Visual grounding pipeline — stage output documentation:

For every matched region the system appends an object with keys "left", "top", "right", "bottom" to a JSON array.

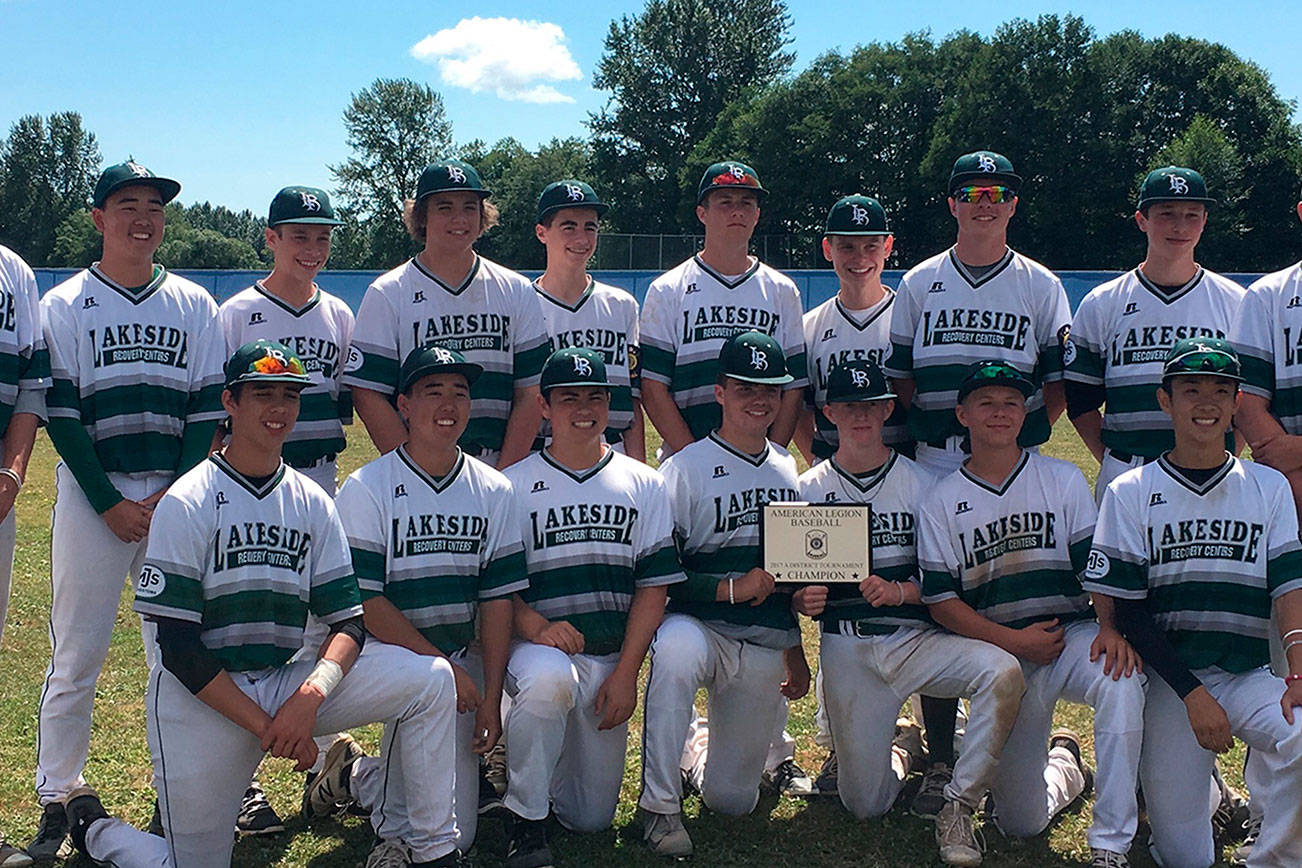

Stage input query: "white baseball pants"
[
  {"left": 0, "top": 509, "right": 16, "bottom": 644},
  {"left": 1094, "top": 449, "right": 1147, "bottom": 506}
]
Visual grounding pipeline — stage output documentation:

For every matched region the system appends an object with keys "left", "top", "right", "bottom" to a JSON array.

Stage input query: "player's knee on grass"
[
  {"left": 512, "top": 645, "right": 579, "bottom": 715},
  {"left": 702, "top": 777, "right": 761, "bottom": 817}
]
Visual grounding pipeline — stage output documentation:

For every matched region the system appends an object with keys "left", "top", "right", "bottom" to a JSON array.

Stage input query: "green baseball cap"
[
  {"left": 948, "top": 151, "right": 1021, "bottom": 194},
  {"left": 717, "top": 331, "right": 793, "bottom": 385},
  {"left": 224, "top": 339, "right": 312, "bottom": 389},
  {"left": 1137, "top": 166, "right": 1215, "bottom": 211},
  {"left": 826, "top": 358, "right": 896, "bottom": 403},
  {"left": 415, "top": 159, "right": 490, "bottom": 202},
  {"left": 540, "top": 347, "right": 610, "bottom": 393},
  {"left": 536, "top": 180, "right": 608, "bottom": 224},
  {"left": 399, "top": 344, "right": 483, "bottom": 392},
  {"left": 92, "top": 160, "right": 181, "bottom": 209},
  {"left": 268, "top": 186, "right": 344, "bottom": 227},
  {"left": 1162, "top": 337, "right": 1242, "bottom": 382},
  {"left": 957, "top": 360, "right": 1034, "bottom": 402},
  {"left": 825, "top": 195, "right": 891, "bottom": 236},
  {"left": 697, "top": 161, "right": 767, "bottom": 204}
]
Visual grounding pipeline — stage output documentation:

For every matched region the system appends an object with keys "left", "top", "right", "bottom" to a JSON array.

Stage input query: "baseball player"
[
  {"left": 497, "top": 346, "right": 683, "bottom": 867},
  {"left": 58, "top": 339, "right": 462, "bottom": 868},
  {"left": 31, "top": 161, "right": 226, "bottom": 860},
  {"left": 639, "top": 161, "right": 808, "bottom": 455},
  {"left": 344, "top": 159, "right": 550, "bottom": 469},
  {"left": 1084, "top": 337, "right": 1302, "bottom": 868},
  {"left": 789, "top": 358, "right": 1024, "bottom": 867},
  {"left": 533, "top": 180, "right": 645, "bottom": 460},
  {"left": 917, "top": 360, "right": 1145, "bottom": 868},
  {"left": 637, "top": 331, "right": 808, "bottom": 858},
  {"left": 321, "top": 344, "right": 526, "bottom": 856},
  {"left": 1066, "top": 167, "right": 1245, "bottom": 500}
]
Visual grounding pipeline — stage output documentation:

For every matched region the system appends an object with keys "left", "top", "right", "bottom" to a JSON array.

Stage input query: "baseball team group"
[{"left": 0, "top": 146, "right": 1298, "bottom": 868}]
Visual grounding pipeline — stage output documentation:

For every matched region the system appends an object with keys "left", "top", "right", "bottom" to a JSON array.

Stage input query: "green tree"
[
  {"left": 50, "top": 210, "right": 100, "bottom": 266},
  {"left": 0, "top": 112, "right": 100, "bottom": 265}
]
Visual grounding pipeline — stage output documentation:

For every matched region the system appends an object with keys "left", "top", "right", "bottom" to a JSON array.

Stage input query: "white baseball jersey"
[
  {"left": 133, "top": 453, "right": 362, "bottom": 672},
  {"left": 803, "top": 292, "right": 909, "bottom": 457},
  {"left": 659, "top": 432, "right": 800, "bottom": 648},
  {"left": 640, "top": 256, "right": 808, "bottom": 440},
  {"left": 0, "top": 244, "right": 50, "bottom": 430},
  {"left": 219, "top": 283, "right": 354, "bottom": 467},
  {"left": 1230, "top": 262, "right": 1302, "bottom": 434},
  {"left": 918, "top": 451, "right": 1095, "bottom": 629},
  {"left": 884, "top": 249, "right": 1070, "bottom": 447},
  {"left": 1085, "top": 455, "right": 1302, "bottom": 674},
  {"left": 797, "top": 452, "right": 929, "bottom": 632},
  {"left": 342, "top": 255, "right": 551, "bottom": 454},
  {"left": 41, "top": 265, "right": 226, "bottom": 475},
  {"left": 536, "top": 279, "right": 641, "bottom": 444},
  {"left": 504, "top": 449, "right": 684, "bottom": 656},
  {"left": 1067, "top": 268, "right": 1244, "bottom": 456},
  {"left": 335, "top": 447, "right": 528, "bottom": 655}
]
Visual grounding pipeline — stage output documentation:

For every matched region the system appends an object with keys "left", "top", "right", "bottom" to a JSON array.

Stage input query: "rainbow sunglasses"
[{"left": 952, "top": 185, "right": 1015, "bottom": 204}]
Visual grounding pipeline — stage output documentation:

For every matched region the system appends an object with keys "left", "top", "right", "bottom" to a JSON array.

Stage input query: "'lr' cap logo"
[
  {"left": 850, "top": 205, "right": 870, "bottom": 225},
  {"left": 573, "top": 356, "right": 593, "bottom": 376},
  {"left": 976, "top": 154, "right": 997, "bottom": 172},
  {"left": 729, "top": 165, "right": 747, "bottom": 179},
  {"left": 447, "top": 166, "right": 466, "bottom": 183},
  {"left": 299, "top": 192, "right": 321, "bottom": 211},
  {"left": 1168, "top": 174, "right": 1189, "bottom": 195},
  {"left": 850, "top": 368, "right": 871, "bottom": 388},
  {"left": 433, "top": 346, "right": 455, "bottom": 364},
  {"left": 750, "top": 346, "right": 769, "bottom": 370},
  {"left": 565, "top": 184, "right": 584, "bottom": 201},
  {"left": 127, "top": 161, "right": 150, "bottom": 177}
]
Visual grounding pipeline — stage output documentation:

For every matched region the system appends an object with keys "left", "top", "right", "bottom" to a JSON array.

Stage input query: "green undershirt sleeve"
[
  {"left": 46, "top": 417, "right": 123, "bottom": 513},
  {"left": 176, "top": 420, "right": 219, "bottom": 476}
]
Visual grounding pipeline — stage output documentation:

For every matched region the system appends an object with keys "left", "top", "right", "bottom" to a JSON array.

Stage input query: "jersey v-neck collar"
[
  {"left": 210, "top": 452, "right": 286, "bottom": 499},
  {"left": 1157, "top": 451, "right": 1234, "bottom": 496},
  {"left": 89, "top": 263, "right": 167, "bottom": 305},
  {"left": 254, "top": 280, "right": 321, "bottom": 317},
  {"left": 835, "top": 289, "right": 894, "bottom": 332},
  {"left": 959, "top": 449, "right": 1030, "bottom": 496},
  {"left": 693, "top": 254, "right": 760, "bottom": 290},
  {"left": 535, "top": 276, "right": 595, "bottom": 313},
  {"left": 830, "top": 451, "right": 896, "bottom": 494},
  {"left": 1135, "top": 266, "right": 1205, "bottom": 306},
  {"left": 540, "top": 446, "right": 613, "bottom": 483},
  {"left": 397, "top": 445, "right": 466, "bottom": 493},
  {"left": 947, "top": 248, "right": 1014, "bottom": 289},
  {"left": 708, "top": 430, "right": 770, "bottom": 467},
  {"left": 411, "top": 254, "right": 481, "bottom": 296}
]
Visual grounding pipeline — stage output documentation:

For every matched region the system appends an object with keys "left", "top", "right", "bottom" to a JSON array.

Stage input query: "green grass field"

· · · ·

WHAT YOU WILL DO: Pictures should be left out when the records above are restated exactly.

ANSWER FOR THE TASK:
Visual grounding pipeline — stage output documentation:

For every matched region the system appends an object with keys "left", "top", "right", "bottom" to a JSON array.


Stage input query: "white baseball pants"
[
  {"left": 0, "top": 509, "right": 16, "bottom": 644},
  {"left": 1094, "top": 449, "right": 1147, "bottom": 506}
]
Visual grounding pipeline — stage output documentation:

For every matched region the system appends an object with keys "left", "top", "right", "bottom" to a JSON array.

Stage input query: "player's knee on grass"
[
  {"left": 512, "top": 645, "right": 579, "bottom": 715},
  {"left": 702, "top": 777, "right": 761, "bottom": 817}
]
Visual grounding pipeline — stage output documentation:

For every matched region the system appends an object with keys "left", "top", "right", "bottom" to a JSON array.

Stage input query: "green baseball cap"
[
  {"left": 948, "top": 151, "right": 1021, "bottom": 194},
  {"left": 717, "top": 331, "right": 793, "bottom": 385},
  {"left": 224, "top": 339, "right": 312, "bottom": 389},
  {"left": 1137, "top": 166, "right": 1215, "bottom": 211},
  {"left": 826, "top": 358, "right": 896, "bottom": 403},
  {"left": 415, "top": 159, "right": 490, "bottom": 202},
  {"left": 540, "top": 347, "right": 610, "bottom": 393},
  {"left": 536, "top": 180, "right": 608, "bottom": 224},
  {"left": 399, "top": 344, "right": 483, "bottom": 392},
  {"left": 92, "top": 160, "right": 181, "bottom": 209},
  {"left": 268, "top": 186, "right": 344, "bottom": 227},
  {"left": 1162, "top": 337, "right": 1242, "bottom": 382},
  {"left": 957, "top": 360, "right": 1034, "bottom": 402},
  {"left": 825, "top": 195, "right": 891, "bottom": 236},
  {"left": 697, "top": 161, "right": 767, "bottom": 204}
]
Visual grounding pipeline — stage output documentation:

For every matched region the system appends an object with keys "left", "top", "right", "bottom" to a JSON array.

Stage input query: "baseball player"
[
  {"left": 497, "top": 346, "right": 683, "bottom": 867},
  {"left": 58, "top": 339, "right": 462, "bottom": 868},
  {"left": 31, "top": 161, "right": 226, "bottom": 860},
  {"left": 639, "top": 161, "right": 808, "bottom": 455},
  {"left": 344, "top": 159, "right": 550, "bottom": 469},
  {"left": 1084, "top": 337, "right": 1302, "bottom": 868},
  {"left": 789, "top": 358, "right": 1024, "bottom": 867},
  {"left": 533, "top": 180, "right": 645, "bottom": 460},
  {"left": 917, "top": 360, "right": 1145, "bottom": 868},
  {"left": 637, "top": 331, "right": 808, "bottom": 858},
  {"left": 321, "top": 344, "right": 526, "bottom": 856},
  {"left": 1066, "top": 167, "right": 1245, "bottom": 500}
]
Visual grounding pipeline — stage output documentation:

For every matched region the system appends an object with keys "left", "top", "right", "bottom" to a JSON array.

Stage input query: "baseball team group"
[{"left": 0, "top": 146, "right": 1298, "bottom": 868}]
Visual grounding pipeline — stage output documentation:

For every matched region the system appends an object with keys "left", "top", "right", "bottom" to a JSON array.

Stage input query: "green tree"
[
  {"left": 50, "top": 210, "right": 100, "bottom": 266},
  {"left": 0, "top": 112, "right": 100, "bottom": 265}
]
Visual grounding pipeline — stage output documentation:

For every matched region the system appends an object with keys "left", "top", "right", "bottom" to a JSON array.

Stage input query: "white baseball jersey"
[
  {"left": 133, "top": 453, "right": 362, "bottom": 672},
  {"left": 803, "top": 292, "right": 909, "bottom": 457},
  {"left": 659, "top": 432, "right": 800, "bottom": 648},
  {"left": 640, "top": 256, "right": 808, "bottom": 440},
  {"left": 0, "top": 244, "right": 50, "bottom": 430},
  {"left": 219, "top": 283, "right": 354, "bottom": 467},
  {"left": 1230, "top": 262, "right": 1302, "bottom": 434},
  {"left": 918, "top": 451, "right": 1095, "bottom": 629},
  {"left": 884, "top": 249, "right": 1070, "bottom": 447},
  {"left": 1085, "top": 455, "right": 1302, "bottom": 674},
  {"left": 797, "top": 452, "right": 929, "bottom": 632},
  {"left": 342, "top": 255, "right": 551, "bottom": 454},
  {"left": 41, "top": 265, "right": 226, "bottom": 475},
  {"left": 536, "top": 279, "right": 641, "bottom": 444},
  {"left": 504, "top": 449, "right": 684, "bottom": 656},
  {"left": 1067, "top": 268, "right": 1244, "bottom": 456},
  {"left": 335, "top": 447, "right": 528, "bottom": 655}
]
Visual grounding pipeline — stage output documentation:

For every matched region the system appends an object with keys "left", "top", "right", "bottom" to a JSON array.

Stage input query: "rainbow sunglasses"
[{"left": 952, "top": 185, "right": 1015, "bottom": 204}]
Visual grounding pipeline — stage output documentation:

For every matched region the system appends an object with keys "left", "top", "right", "bottom" to a JSON array.

Stage input query: "'lr' cap logo"
[
  {"left": 850, "top": 205, "right": 870, "bottom": 225},
  {"left": 573, "top": 356, "right": 593, "bottom": 376},
  {"left": 976, "top": 154, "right": 997, "bottom": 172},
  {"left": 729, "top": 165, "right": 747, "bottom": 179},
  {"left": 447, "top": 166, "right": 466, "bottom": 183},
  {"left": 299, "top": 192, "right": 321, "bottom": 211},
  {"left": 1168, "top": 174, "right": 1189, "bottom": 195},
  {"left": 850, "top": 368, "right": 871, "bottom": 388},
  {"left": 433, "top": 346, "right": 455, "bottom": 364},
  {"left": 750, "top": 346, "right": 769, "bottom": 370},
  {"left": 565, "top": 184, "right": 584, "bottom": 201},
  {"left": 127, "top": 161, "right": 150, "bottom": 177}
]
Visual grounding pipeline — stage output documentation:

For every matched region the system appends an object with keys "left", "top", "right", "bottom" to a JSON array.

Stage input query: "green undershirt sleeve"
[
  {"left": 46, "top": 417, "right": 123, "bottom": 513},
  {"left": 176, "top": 420, "right": 219, "bottom": 476}
]
Visual grounding pipeline — stage output documentation:

For every matched region the system appends an object with keys "left", "top", "right", "bottom" to a JSON array.

Stage input query: "jersey v-neck collar"
[
  {"left": 210, "top": 452, "right": 286, "bottom": 499},
  {"left": 1157, "top": 451, "right": 1234, "bottom": 496},
  {"left": 89, "top": 263, "right": 167, "bottom": 305},
  {"left": 254, "top": 280, "right": 321, "bottom": 317},
  {"left": 835, "top": 289, "right": 894, "bottom": 332},
  {"left": 959, "top": 449, "right": 1030, "bottom": 496},
  {"left": 693, "top": 254, "right": 760, "bottom": 290},
  {"left": 535, "top": 276, "right": 595, "bottom": 313},
  {"left": 830, "top": 451, "right": 896, "bottom": 494},
  {"left": 1135, "top": 266, "right": 1205, "bottom": 306},
  {"left": 540, "top": 446, "right": 613, "bottom": 483},
  {"left": 397, "top": 445, "right": 466, "bottom": 493},
  {"left": 947, "top": 248, "right": 1014, "bottom": 289},
  {"left": 708, "top": 430, "right": 770, "bottom": 467},
  {"left": 411, "top": 254, "right": 481, "bottom": 296}
]
Visual grounding pipeline — stage output documentation:

For every matched region the system appends an object with keys "left", "top", "right", "bottom" to a JSON array.

Stage input query: "green grass field"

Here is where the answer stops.